* Directions: Give back the full set of entries exactly, keeping each line intact.

Dataset entries below:

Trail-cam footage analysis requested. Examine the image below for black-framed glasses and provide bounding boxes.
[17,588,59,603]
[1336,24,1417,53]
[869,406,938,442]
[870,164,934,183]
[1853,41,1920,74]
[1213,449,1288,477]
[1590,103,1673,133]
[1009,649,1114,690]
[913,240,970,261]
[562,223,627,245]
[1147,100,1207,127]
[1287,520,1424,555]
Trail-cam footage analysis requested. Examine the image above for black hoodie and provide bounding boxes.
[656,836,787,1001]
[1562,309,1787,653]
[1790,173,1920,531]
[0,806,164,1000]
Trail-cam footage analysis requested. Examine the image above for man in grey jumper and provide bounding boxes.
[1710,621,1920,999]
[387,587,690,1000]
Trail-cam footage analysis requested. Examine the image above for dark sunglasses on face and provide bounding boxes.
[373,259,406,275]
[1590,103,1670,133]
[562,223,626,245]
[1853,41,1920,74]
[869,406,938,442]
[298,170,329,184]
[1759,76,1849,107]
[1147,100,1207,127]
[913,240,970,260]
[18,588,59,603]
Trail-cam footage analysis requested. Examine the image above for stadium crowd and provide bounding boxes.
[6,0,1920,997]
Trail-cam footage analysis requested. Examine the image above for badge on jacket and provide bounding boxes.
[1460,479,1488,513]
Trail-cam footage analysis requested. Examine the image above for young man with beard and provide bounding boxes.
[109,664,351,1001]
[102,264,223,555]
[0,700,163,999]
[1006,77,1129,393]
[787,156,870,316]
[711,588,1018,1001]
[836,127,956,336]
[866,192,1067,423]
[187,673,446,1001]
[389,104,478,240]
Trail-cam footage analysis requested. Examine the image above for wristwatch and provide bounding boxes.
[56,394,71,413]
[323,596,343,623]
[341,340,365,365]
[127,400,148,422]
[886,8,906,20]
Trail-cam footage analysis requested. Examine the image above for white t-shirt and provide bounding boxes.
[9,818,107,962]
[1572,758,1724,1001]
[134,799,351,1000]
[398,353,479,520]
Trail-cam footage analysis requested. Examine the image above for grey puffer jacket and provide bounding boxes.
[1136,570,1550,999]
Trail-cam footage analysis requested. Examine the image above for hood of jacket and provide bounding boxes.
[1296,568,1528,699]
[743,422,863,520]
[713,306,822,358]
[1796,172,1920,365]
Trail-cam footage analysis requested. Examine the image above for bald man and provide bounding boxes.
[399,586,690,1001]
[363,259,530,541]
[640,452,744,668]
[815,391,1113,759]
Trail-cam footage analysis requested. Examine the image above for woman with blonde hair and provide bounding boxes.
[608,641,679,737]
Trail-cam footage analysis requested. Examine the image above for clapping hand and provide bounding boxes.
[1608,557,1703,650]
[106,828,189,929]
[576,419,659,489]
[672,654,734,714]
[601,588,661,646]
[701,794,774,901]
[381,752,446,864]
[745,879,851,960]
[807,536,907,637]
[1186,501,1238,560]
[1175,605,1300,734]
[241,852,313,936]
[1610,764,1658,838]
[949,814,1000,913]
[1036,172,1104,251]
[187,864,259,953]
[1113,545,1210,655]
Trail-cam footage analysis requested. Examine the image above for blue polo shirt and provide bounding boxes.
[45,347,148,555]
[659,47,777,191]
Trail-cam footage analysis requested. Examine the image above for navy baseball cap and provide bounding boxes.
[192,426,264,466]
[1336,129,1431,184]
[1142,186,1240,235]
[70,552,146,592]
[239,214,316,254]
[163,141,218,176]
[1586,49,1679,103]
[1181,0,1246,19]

End of Dataset entries.

* Output below:
Trail-cam footage analysis requested. Examine the image below for black-framed glasses and provide bounding boxes.
[17,588,59,603]
[1336,24,1417,53]
[869,406,938,442]
[870,164,934,183]
[1853,41,1920,74]
[1213,449,1288,477]
[1590,103,1673,133]
[1009,649,1114,690]
[913,240,970,261]
[562,223,627,245]
[1147,100,1207,127]
[1287,520,1424,555]
Trail-cam footage analysis requested. Examine the image above for black hoodie and provide bounding boxes.
[656,836,787,1001]
[1562,309,1787,653]
[1790,173,1920,531]
[0,806,164,1000]
Trail-cam footage analysis requested. Examine the image above for man in grey jumper and provide bounding boxes.
[1710,621,1920,999]
[387,587,690,1000]
Trail-cam footage analysis requested. Examine the image above for dark sunglasses on face and provide bounding boxes.
[373,259,406,275]
[1590,103,1670,133]
[562,223,626,245]
[1853,41,1920,74]
[869,406,938,442]
[298,170,329,184]
[1759,76,1849,107]
[1147,100,1207,127]
[913,240,970,260]
[18,588,59,603]
Trail-cam footage analysis requested. Examine the image above for stadium crowd and provide bounding boxes.
[6,0,1920,997]
Trail-cam footage analysis requested. Examine the image above for badge on jacket and provide bounding boxes.
[1460,479,1488,513]
Trail-cam footage analysis requested. Examine the image above for young man with beard and provide bounding boxes.
[109,664,351,1001]
[102,264,223,555]
[0,700,163,999]
[1006,77,1129,393]
[787,156,870,316]
[711,588,1018,1001]
[836,127,956,336]
[866,192,1067,423]
[187,673,446,1001]
[389,104,478,240]
Trail-cam footage analysis requested. Examine the image above for wristwatch and provide bounding boxes.
[56,394,71,413]
[323,596,343,623]
[341,340,365,365]
[127,400,148,422]
[886,8,906,20]
Trail-cam footage analysis requested. Examine the image above for white t-shirt and provide bounding boxes.
[9,818,107,962]
[1572,758,1724,1001]
[134,799,351,1000]
[398,353,479,520]
Trail-cam footage analysis requested. Examine the image above for grey puffer jacket and provide bounding boxes.
[1136,570,1550,999]
Trail-cam footage analysis requested. Examine the image above for hood of jacket and provide bounding boxes.
[1296,568,1528,699]
[743,422,863,520]
[713,306,822,358]
[1796,172,1920,365]
Trail-cam footage analysis requested. Examine the image above for bald man and provide bounding boxes.
[399,586,690,1001]
[363,259,530,541]
[640,452,744,668]
[815,391,1113,759]
Trail-cam footage analysis requested. Examine the image above for woman with blonde hair and provide bounding boxes.
[608,641,679,737]
Trail-cam footage analysis requested. Examine the image above for clapping hand and provide bounding boxes.
[1608,557,1703,650]
[106,828,189,929]
[576,419,659,489]
[672,654,734,714]
[601,588,661,646]
[701,794,774,901]
[381,752,446,864]
[745,879,851,960]
[807,536,907,637]
[1186,501,1238,560]
[1175,605,1300,734]
[241,852,313,936]
[1610,764,1658,838]
[949,814,1000,913]
[1036,172,1104,251]
[187,864,259,953]
[1113,545,1210,655]
Trail-cam footage analysis requested. Examine the image above for blue polo shirt and provide bounding boxes.
[45,347,148,555]
[659,47,777,191]
Trail-cam footage analysis requested. Examine the image above for navy baseball cap and provide bounding boxes.
[192,426,264,466]
[1336,129,1431,184]
[1142,186,1240,235]
[70,552,146,592]
[239,214,316,254]
[163,141,218,176]
[1586,49,1679,103]
[1181,0,1246,19]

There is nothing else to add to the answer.